Stated task 1: Reproduce the part of the passage on British education between "Both these extensions" and "are now employed.", inclusive.

Excerpted text:
— BEGIN —
But it is not only upward that the school age should extend, but also downward. It should be possible for poor parents who cannot afford a nursery to send their children to the people's schools at a quite tender age. The children of prosperous people have a governess, or in towns go to some properly equipped infant school, by the time they are four or five. The children of the working -class woman knock about at home with a mother too busy to give them sufficient educational attention, and their only-open air is the street. They miss the beginnings of drawing and modelling and such-like play; they do not get sufficiently talked to; they get little or no music; they start with that much handicap. Vile attempts at economy in British education have meant a grave retrogression in this respect. The schools have to be reopened to infants, and the facilities for infant teaching restored and extended. The public infant school must be the day-nursery of the poor.
Both these extensions of the school age will require more teachers. And even as it is, the British schools are scandalously understaffed. Not only is that so, but many of the existing staffs are under-trained and under-educated for their work. I cannot conceive of British education as a satisfactory system with less than quadruple the number of teachers at work than are now employed.
Moreover they have to be better teachers. When British elementary education was organised in the 'seventies of the last century it was done in the shabbiest and cheapest way possible. Those were the days when Englishwomen of the prosperous classes would become half frantic with jealousy and hate and derision at the idea of a housemaid wearing a fringe or the cook going out in pretty clothes on a Sunday. That was the spirit of the time. It was intolerable to them that the poor man's "brats" should be taught by really educated persons. The prospective teachers of the general public, therefore, were not sent through the Universities and made a part of the general comity of educated men and women. They were put apart into mean, bleak, restricted training colleges of their own, and everything was done to establish and maintain a sense of social inferiority in their minds. They were intended to feel the superiority of the parson and the lordship of the manufacturer and the squire. Never has a profession risen to self-respect against such obstacles and disadvantages as the British elementary teachers. It is for Mr. Trevelyan to complete the expansion and liberalisation of these training colleges, to see that they get at last the staffs, libraries, laboratories, and facilities of interchange necessary to incorporate them completely in the university system of the land. Or else to hand them over to the local authorities as lunatic asylums or something of that sort or to reconstruct them to meet the housing shortage, or just simply to dynamite them and send the whole of the next generation of teachers through the Universities.
— END —
Data shown:
— BEGIN —
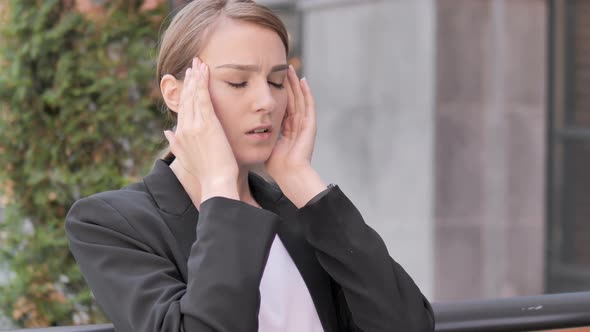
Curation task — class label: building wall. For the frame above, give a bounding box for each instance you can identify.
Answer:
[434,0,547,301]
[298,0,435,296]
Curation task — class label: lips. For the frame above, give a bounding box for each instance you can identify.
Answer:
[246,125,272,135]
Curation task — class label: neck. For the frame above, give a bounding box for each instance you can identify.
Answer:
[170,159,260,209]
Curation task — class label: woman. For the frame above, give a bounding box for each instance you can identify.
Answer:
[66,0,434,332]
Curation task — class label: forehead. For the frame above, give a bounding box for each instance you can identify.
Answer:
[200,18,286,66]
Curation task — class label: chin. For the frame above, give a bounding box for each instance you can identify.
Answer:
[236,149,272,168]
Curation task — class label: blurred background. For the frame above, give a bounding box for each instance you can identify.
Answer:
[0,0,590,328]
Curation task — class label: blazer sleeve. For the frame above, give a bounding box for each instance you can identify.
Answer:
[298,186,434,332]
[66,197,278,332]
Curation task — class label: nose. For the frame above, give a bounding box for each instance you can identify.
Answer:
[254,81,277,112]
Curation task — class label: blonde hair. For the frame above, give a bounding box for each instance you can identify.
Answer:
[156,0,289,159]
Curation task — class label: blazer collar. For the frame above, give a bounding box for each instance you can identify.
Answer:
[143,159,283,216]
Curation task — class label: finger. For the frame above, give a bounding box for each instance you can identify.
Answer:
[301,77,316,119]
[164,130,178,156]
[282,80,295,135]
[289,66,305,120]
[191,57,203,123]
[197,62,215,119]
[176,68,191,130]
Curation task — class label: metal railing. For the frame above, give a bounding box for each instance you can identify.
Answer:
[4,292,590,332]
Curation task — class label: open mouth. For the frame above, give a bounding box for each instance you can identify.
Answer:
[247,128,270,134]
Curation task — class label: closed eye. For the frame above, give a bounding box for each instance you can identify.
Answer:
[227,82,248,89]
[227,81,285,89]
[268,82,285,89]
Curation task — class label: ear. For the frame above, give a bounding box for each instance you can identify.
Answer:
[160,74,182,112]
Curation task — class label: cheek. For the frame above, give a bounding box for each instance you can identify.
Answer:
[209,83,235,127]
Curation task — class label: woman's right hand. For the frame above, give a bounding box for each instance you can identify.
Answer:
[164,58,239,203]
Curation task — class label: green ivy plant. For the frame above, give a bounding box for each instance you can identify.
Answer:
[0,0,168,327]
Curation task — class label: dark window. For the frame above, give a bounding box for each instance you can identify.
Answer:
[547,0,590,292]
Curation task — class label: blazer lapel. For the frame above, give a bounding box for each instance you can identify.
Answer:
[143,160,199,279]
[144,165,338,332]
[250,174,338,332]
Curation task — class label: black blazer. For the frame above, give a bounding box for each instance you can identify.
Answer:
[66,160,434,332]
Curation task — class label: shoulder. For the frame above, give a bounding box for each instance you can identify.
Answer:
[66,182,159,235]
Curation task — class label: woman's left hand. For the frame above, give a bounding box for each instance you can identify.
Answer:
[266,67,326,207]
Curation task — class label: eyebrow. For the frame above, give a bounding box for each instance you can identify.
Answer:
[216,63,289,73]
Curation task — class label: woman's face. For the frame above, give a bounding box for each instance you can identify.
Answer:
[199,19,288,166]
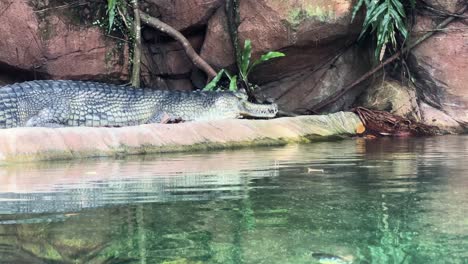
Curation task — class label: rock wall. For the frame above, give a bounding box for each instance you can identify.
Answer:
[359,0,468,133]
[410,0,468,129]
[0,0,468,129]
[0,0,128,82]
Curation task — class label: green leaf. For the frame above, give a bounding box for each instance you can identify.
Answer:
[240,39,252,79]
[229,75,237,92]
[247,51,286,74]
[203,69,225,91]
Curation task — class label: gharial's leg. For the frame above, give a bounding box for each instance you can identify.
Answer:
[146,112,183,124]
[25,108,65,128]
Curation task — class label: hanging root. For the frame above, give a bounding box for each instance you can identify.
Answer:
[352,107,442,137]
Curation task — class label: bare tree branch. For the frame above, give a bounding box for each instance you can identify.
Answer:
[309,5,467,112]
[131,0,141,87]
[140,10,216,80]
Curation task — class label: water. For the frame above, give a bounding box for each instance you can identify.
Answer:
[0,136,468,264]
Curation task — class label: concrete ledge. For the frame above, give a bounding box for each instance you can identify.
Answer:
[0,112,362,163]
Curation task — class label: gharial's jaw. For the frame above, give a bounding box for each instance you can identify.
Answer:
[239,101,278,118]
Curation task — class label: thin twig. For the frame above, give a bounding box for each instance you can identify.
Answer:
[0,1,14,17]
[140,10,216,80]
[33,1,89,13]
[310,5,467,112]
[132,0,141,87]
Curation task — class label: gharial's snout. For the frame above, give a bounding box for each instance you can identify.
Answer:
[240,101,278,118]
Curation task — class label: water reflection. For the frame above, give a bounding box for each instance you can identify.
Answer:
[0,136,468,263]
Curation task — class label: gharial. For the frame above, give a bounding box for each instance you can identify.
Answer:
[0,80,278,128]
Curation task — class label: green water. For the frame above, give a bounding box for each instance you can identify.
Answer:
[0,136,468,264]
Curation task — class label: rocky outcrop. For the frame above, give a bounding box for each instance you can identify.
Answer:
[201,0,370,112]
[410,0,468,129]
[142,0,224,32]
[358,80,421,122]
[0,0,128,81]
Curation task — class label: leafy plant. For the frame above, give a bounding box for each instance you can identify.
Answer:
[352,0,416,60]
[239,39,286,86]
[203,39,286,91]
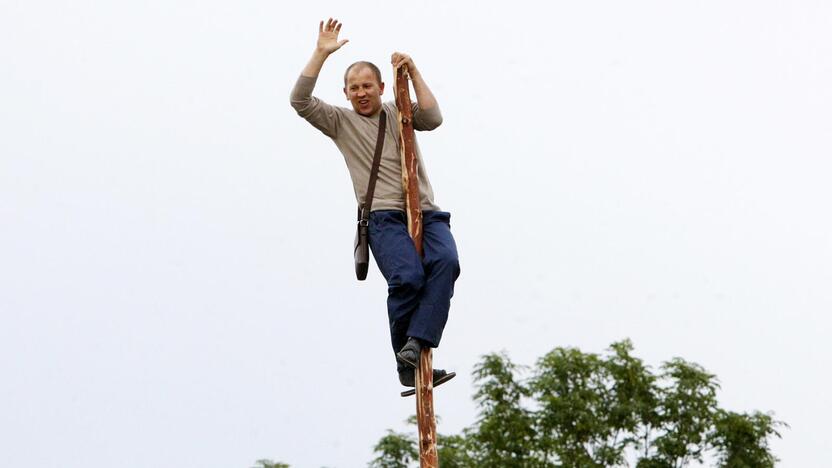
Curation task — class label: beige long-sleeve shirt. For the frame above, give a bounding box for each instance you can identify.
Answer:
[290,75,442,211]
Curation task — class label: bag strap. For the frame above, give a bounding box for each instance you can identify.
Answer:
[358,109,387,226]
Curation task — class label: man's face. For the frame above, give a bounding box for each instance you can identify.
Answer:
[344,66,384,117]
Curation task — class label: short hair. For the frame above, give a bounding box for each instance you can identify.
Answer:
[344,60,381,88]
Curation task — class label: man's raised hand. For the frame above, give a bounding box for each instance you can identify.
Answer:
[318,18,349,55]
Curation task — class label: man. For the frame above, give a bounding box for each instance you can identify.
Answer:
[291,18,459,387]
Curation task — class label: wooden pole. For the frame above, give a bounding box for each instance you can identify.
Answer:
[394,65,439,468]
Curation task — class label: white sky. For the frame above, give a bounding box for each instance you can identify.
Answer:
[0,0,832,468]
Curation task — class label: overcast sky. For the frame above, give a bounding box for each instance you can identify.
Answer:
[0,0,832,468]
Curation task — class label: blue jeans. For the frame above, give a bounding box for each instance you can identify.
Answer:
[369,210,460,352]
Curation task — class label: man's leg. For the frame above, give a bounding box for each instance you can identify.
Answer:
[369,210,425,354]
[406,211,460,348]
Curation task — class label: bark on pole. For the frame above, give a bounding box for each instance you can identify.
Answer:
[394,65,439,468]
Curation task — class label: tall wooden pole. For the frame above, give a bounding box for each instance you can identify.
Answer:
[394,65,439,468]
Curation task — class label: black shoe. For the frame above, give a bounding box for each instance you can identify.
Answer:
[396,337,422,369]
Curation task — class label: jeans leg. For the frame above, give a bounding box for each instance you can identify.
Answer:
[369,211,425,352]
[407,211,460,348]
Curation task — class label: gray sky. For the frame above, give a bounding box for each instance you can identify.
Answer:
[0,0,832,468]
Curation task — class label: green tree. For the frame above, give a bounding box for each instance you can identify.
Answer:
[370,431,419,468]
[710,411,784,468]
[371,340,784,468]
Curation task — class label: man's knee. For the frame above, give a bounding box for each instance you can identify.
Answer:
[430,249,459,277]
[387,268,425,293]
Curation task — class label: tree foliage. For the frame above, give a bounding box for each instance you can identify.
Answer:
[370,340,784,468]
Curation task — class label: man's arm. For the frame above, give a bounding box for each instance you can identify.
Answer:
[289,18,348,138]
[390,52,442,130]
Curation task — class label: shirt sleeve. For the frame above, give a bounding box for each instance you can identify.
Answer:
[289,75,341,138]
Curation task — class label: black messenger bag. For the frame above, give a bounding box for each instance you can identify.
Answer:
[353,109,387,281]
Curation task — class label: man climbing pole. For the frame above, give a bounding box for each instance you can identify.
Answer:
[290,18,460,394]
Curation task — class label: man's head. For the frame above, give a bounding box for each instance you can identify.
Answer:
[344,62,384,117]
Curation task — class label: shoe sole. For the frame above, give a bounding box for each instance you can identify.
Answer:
— END —
— BEGIN —
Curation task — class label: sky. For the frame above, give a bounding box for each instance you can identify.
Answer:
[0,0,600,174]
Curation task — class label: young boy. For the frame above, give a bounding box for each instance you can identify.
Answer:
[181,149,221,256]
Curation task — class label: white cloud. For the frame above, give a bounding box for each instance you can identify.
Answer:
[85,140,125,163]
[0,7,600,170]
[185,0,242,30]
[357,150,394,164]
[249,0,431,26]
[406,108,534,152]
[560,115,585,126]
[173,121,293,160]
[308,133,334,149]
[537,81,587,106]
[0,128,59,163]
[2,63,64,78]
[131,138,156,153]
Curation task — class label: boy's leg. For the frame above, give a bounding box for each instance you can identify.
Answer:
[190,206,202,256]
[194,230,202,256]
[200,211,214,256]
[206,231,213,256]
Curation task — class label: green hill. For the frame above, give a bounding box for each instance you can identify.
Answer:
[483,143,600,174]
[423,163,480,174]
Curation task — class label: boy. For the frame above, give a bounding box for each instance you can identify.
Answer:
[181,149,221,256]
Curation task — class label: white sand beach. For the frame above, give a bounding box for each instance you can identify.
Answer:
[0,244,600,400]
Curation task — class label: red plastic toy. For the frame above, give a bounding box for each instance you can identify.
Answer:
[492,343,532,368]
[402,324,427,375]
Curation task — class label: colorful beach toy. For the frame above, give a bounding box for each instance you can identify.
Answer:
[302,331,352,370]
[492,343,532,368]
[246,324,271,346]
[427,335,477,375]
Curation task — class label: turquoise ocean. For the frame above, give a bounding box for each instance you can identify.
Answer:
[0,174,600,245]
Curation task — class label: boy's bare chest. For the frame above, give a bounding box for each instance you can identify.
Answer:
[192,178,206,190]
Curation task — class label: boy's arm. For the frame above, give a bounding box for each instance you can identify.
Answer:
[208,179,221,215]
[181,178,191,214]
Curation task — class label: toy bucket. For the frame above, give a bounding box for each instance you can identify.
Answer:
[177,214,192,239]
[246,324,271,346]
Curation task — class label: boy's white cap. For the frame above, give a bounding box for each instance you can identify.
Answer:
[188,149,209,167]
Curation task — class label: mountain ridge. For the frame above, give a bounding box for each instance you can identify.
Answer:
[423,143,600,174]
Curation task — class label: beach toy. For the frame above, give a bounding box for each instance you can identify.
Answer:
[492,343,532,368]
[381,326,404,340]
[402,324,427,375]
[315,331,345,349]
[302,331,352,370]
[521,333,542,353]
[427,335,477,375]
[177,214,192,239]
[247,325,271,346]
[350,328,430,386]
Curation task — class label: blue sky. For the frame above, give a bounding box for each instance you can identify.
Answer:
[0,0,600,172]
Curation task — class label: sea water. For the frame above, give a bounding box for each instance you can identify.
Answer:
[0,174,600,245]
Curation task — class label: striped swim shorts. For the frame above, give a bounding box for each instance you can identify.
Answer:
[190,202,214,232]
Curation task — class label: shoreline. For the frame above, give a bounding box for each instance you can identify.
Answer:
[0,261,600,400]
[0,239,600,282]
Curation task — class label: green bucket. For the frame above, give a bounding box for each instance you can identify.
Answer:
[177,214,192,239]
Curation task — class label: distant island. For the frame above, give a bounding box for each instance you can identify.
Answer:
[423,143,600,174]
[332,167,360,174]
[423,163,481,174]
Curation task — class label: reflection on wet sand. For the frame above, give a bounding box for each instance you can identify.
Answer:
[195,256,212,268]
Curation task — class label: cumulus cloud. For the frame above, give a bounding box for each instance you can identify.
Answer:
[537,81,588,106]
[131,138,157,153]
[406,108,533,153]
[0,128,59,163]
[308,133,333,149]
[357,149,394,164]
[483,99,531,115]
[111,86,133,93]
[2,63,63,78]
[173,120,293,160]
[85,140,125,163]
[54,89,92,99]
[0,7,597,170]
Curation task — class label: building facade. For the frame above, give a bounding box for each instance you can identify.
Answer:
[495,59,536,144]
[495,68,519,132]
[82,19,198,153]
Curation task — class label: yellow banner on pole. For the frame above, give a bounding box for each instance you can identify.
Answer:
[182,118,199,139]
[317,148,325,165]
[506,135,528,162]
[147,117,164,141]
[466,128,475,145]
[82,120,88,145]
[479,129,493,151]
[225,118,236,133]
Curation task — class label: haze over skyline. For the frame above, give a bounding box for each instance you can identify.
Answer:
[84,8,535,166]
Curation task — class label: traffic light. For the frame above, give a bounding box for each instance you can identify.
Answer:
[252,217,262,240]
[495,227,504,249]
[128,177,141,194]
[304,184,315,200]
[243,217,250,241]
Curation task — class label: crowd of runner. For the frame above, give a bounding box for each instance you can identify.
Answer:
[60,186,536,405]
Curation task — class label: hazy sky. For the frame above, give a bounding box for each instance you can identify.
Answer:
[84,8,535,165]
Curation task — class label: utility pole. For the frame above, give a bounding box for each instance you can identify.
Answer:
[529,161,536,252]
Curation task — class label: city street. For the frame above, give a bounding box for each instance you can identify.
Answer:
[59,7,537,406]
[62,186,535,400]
— END —
Stated task 2: Pick out every line of the entries above that contains the string "wall".

Exercise result 1:
Both these extensions of the school age will require more teachers. And even as it is, the British schools are scandalously understaffed. Not only is that so, but many of the existing staffs are under-trained and under-educated for their work. I cannot conceive of British education as a satisfactory system with less than quadruple the number of teachers at work than are now employed.

Exercise result 2:
Curation task — class label: building wall. For the frame above, give a bounding box for each instance you can identify.
Curation task — class label: rock wall. For the frame above, give a bounding box for each instance you can identify.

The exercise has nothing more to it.